Our new custom model is now ready to use!

## Adding Functionality to Models with Other Models¶

QInfer also provides model classes which add functionality or otherwise modify other models. For instance, the BinomialModel class accepts instances of two-outcome models and then represents the likelihood for many repeated measurements of that model. This is especially useful in cases where experimental concerns make switching experiments costly, such that repeated measurements make sense.

To use BinomialModel, simply provide an instance of another model class:

>>> from qinfer.test_models import SimplePrecessionModel
>>> from qinfer.derived_models import BinomialModel
>>> bin_model = BinomialModel(SimplePrecessionModel())


Experiments for BinomialModel have an additional field from the underlying models, called n_meas. If the original model used scalar experiment parameters (e.g.: expparams_dtype is float), then the original scalar will be referred to by a field x.

Work instructions >>
• A. Condense the paragraph of the QInfer passage that begins "QInfer also provides model classes" into a short bulleted list that keeps its main facts.
• B. Carry on the QInfer passage on BinomialModel, starting after its last sentence about the field x.

Extracted data >>
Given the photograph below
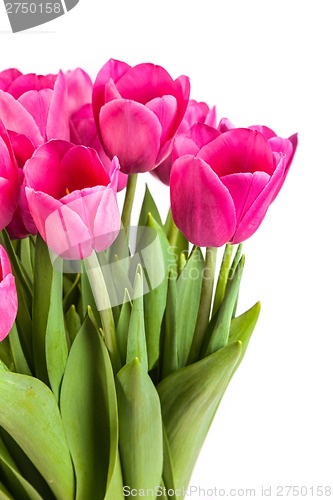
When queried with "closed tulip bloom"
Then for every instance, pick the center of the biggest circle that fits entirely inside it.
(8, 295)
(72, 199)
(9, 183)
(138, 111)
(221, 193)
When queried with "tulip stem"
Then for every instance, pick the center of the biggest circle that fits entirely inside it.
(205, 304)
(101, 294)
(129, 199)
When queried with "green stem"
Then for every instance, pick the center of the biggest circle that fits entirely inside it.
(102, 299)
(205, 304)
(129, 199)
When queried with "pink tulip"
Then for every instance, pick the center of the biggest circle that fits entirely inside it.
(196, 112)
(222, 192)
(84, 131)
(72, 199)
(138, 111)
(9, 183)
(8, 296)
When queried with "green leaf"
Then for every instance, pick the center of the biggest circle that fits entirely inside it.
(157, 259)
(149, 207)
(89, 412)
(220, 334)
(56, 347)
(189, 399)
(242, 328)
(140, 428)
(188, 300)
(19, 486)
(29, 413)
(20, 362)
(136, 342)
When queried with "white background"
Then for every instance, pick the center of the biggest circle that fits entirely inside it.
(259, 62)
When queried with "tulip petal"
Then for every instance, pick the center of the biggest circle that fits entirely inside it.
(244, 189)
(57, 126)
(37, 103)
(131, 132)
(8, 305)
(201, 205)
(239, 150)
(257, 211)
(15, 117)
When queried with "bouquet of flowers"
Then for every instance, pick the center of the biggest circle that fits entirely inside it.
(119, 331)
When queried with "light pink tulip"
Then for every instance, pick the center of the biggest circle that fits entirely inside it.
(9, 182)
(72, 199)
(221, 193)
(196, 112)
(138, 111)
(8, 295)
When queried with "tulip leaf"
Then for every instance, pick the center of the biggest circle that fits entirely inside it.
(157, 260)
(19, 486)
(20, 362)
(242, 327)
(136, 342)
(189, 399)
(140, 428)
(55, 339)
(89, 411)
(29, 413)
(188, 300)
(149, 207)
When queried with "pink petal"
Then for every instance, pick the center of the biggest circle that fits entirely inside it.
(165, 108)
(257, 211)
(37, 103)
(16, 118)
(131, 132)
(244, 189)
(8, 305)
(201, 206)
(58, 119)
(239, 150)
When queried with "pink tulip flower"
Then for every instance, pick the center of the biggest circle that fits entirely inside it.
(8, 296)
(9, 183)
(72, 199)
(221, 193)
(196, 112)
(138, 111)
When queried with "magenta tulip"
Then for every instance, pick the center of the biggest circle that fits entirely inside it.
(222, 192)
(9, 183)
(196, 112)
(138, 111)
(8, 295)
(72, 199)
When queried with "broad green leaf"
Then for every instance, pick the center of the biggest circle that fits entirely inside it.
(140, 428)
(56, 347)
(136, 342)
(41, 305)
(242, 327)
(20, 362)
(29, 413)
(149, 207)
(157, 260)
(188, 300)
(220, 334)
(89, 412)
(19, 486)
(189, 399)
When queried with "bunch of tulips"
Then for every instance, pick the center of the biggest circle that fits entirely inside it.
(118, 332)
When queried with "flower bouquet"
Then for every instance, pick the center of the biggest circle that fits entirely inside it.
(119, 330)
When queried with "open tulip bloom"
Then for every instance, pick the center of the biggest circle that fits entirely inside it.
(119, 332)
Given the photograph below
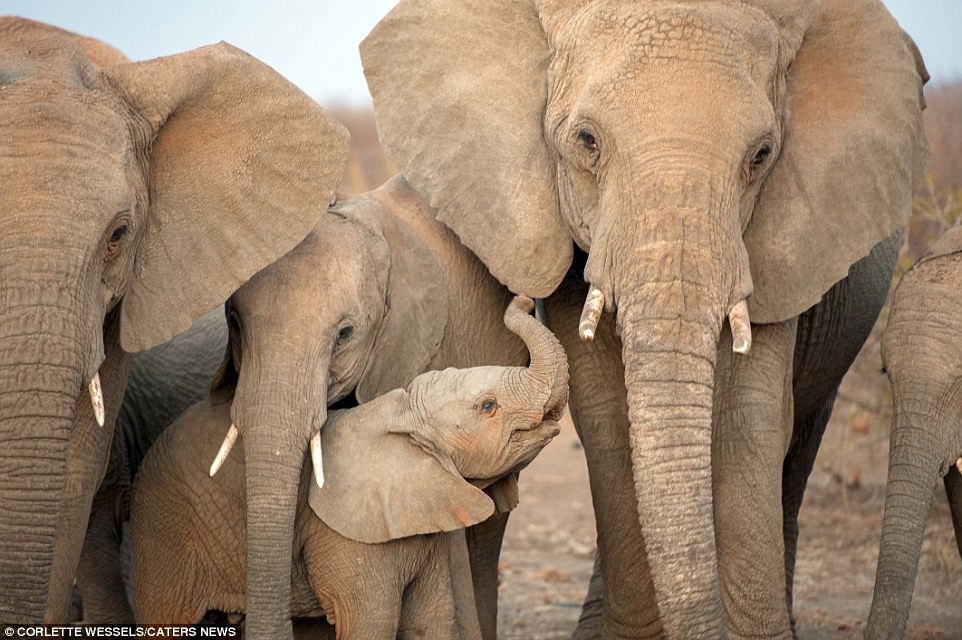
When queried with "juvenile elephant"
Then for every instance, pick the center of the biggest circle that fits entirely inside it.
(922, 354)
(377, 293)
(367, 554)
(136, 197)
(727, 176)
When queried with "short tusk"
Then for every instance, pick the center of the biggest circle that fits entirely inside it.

Answers to the exercises >>
• A.
- QInfer has model classes that add functionality to other models or modify them.
- One example is BinomialModel, which takes an instance of a two-outcome model.
- BinomialModel represents the likelihood for many repeated measurements of that model.
- This helps when experimental concerns make switching experiments costly, so repeated measurements make sense.

• B.
>>> import numpy as np
>>> eps = np.array([(12.1, 10)], dtype=bin_model.expparams_dtype)
>>> print eps['x'], eps['n_meas']
[ 12.1] 


Another model which decorates other models in this way is PoisonedModel, which is discussed in more detail in Robustness Testing. Roughly, this model causes the likeihood functions calculated by its underlying model to be subject to random noise, so that the robustness of an inference algorithm against such noise can be tested.